Буржуазия не может существовать, не вызывая постоянно переворотов в орудиях производства, не революционизируя, следовательно, производственных отношений, а стало быть, и всей совокупности общественных отношений. Напротив, первым условием существования всех прежних промышленных классов было сохранение старого способа производства в неизменном виде. Беспрестанные перевороты в производстве, непрерывное потрясение всех общественных отношений, вечная неуверенность и движение отличают буржуазную эпоху от всех других. Все застывшие, покрывшиеся ржавчиной отношения, вместе с сопутствующими им, веками освященными представлениями и воззрениями, разрушаются, все, возникающие вновь, оказываются устарелыми, прежде чем успевают окостенеть. Все сословное и застойное исчезает, все священное оскверняется, и люди приходят. наконец, к необходимости взглянуть трезвыми глазами на свое жизненное положение и свои взаимные отношения.
Потребность в постоянно увеличивающемся сбыте продуктов гонит буржуазию по всему земному шару. Всюду должна она внедриться, всюду обосноваться, всюду установить связи.

Список заданий:
- A) Что, согласно тексту о буржуазии, было первым условием существования всех прежних промышленных классов?
- B) Перепишите из текста о буржуазии отрывок от слов «Потребность в постоянно» до слов «всюду установить связи.».
- C) Переведите на английский язык предложение из текста о буржуазии: «Потребность в постоянно увеличивающемся сбыте продуктов гонит буржуазию по всему земному шару».
Записи ниже никак не связаны с текстом о буржуазии.

Исходные записи:
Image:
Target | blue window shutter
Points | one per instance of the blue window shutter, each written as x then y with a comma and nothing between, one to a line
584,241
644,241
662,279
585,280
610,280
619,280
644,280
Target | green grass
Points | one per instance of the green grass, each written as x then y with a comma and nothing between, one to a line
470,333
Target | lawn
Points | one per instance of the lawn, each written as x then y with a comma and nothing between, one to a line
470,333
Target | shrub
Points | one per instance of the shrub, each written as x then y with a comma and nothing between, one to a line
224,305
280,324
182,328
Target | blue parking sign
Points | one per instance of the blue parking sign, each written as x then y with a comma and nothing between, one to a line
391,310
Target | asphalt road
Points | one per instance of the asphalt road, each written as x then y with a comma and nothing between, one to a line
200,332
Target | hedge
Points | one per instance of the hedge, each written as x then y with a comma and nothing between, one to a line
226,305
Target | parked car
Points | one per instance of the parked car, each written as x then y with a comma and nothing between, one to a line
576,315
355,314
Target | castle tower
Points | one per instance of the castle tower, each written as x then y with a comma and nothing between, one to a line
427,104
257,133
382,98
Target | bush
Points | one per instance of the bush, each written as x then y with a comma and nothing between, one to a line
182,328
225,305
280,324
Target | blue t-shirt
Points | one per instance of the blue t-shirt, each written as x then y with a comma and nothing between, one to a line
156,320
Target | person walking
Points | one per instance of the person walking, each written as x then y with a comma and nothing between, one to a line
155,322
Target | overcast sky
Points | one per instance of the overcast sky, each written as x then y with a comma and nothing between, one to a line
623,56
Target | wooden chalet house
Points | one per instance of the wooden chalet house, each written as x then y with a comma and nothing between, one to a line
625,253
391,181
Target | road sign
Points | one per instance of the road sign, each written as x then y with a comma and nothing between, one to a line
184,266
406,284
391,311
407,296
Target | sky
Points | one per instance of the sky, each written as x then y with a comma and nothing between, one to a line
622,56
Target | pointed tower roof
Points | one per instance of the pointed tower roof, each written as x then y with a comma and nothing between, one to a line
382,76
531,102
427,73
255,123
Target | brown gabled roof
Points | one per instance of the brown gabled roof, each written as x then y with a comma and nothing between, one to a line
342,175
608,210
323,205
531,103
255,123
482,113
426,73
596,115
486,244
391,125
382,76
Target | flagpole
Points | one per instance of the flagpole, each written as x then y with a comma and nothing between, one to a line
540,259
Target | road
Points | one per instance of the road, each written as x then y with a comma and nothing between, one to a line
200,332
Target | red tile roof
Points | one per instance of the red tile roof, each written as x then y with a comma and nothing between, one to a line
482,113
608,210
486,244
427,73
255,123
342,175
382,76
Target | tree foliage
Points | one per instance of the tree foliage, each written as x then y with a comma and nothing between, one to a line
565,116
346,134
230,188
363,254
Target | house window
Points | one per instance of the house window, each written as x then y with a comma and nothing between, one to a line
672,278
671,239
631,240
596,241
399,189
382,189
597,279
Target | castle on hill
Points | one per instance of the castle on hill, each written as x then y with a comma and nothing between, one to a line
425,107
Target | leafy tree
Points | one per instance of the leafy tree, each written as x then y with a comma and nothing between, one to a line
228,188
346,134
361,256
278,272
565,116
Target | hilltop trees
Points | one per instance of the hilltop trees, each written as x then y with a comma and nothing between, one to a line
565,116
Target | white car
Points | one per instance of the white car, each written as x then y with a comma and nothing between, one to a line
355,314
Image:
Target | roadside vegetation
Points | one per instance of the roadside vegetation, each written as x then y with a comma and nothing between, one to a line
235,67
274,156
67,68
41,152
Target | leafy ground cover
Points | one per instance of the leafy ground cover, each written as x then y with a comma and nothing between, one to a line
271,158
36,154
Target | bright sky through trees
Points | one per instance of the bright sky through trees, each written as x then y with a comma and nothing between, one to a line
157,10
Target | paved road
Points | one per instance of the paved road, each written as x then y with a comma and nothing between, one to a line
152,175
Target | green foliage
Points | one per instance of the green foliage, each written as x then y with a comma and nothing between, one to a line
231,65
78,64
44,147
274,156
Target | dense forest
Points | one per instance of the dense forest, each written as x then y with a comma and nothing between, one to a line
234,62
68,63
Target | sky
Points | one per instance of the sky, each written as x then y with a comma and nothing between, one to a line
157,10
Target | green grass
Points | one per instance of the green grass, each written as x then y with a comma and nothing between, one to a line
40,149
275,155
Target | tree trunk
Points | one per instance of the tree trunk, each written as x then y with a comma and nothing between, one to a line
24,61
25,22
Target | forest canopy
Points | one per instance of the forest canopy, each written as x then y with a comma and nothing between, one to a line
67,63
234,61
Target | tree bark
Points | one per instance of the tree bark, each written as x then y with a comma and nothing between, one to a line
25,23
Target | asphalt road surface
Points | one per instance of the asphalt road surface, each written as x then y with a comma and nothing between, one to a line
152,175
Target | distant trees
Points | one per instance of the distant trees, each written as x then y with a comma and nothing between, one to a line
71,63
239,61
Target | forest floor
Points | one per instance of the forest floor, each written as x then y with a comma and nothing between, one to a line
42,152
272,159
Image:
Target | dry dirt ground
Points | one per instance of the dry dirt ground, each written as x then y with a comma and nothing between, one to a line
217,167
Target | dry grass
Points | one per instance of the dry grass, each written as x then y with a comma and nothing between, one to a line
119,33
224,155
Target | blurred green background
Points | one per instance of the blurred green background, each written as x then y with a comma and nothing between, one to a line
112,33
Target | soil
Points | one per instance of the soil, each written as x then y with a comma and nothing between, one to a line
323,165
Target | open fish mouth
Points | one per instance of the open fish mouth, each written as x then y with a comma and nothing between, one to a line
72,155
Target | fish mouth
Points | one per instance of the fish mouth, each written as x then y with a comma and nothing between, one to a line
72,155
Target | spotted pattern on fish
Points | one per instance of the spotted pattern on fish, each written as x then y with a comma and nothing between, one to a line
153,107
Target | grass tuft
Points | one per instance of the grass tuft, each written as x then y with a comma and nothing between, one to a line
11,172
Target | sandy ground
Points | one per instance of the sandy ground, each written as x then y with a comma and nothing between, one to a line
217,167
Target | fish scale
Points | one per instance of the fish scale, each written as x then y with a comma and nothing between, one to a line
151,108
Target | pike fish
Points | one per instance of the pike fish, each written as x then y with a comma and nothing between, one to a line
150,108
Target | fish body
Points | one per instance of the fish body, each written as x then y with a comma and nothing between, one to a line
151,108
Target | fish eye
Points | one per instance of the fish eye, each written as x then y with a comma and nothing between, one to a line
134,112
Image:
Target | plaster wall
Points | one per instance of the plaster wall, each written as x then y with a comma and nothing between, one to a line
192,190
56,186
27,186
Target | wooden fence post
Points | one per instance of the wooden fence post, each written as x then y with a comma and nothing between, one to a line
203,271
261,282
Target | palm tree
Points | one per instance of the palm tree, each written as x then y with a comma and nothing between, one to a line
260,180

Ответы к заданиям:
- A) Сохранение старого способа производства в неизменном виде.

- B)
Потребность в постоянно увеличивающемся сбыте продуктов гонит буржуазию по всему земному шару. Всюду должна она внедриться, всюду обосноваться, всюду установить связи.

- C) The need for a constantly increasing market for its products drives the bourgeoisie across the entire globe.